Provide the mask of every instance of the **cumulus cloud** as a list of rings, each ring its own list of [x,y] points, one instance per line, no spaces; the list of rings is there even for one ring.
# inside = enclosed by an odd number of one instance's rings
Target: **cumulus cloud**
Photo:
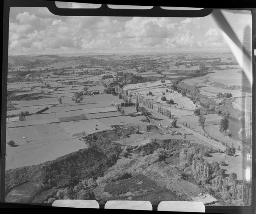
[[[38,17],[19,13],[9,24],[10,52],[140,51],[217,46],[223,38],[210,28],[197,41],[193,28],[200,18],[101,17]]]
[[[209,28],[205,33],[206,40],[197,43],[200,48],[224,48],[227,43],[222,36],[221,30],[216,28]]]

====

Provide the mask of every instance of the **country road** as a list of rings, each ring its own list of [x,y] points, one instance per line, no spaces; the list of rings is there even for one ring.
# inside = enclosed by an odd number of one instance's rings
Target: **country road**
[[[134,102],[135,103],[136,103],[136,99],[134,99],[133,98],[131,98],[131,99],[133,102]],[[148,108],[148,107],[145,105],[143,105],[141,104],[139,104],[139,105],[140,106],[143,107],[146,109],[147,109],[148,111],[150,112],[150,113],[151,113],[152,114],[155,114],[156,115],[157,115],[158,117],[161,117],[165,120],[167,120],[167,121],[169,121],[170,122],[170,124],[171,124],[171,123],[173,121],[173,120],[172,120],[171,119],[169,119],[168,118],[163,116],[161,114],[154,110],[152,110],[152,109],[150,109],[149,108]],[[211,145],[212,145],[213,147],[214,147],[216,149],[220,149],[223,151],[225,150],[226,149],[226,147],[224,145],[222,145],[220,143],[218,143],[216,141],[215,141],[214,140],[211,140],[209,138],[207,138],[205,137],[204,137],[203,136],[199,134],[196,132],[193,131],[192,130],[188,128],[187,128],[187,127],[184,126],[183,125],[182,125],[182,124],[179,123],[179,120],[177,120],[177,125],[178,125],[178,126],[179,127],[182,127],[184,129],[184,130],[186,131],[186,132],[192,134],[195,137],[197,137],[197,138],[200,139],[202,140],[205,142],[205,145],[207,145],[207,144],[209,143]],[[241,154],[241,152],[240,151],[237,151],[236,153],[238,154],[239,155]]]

====

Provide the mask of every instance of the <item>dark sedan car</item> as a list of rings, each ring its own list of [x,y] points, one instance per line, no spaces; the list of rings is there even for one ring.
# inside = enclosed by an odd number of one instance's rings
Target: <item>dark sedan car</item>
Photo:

====

[Instruction]
Please count the lines of the records above that contain the string "Target", treating case as significant, and give only the number.

[Exercise result]
3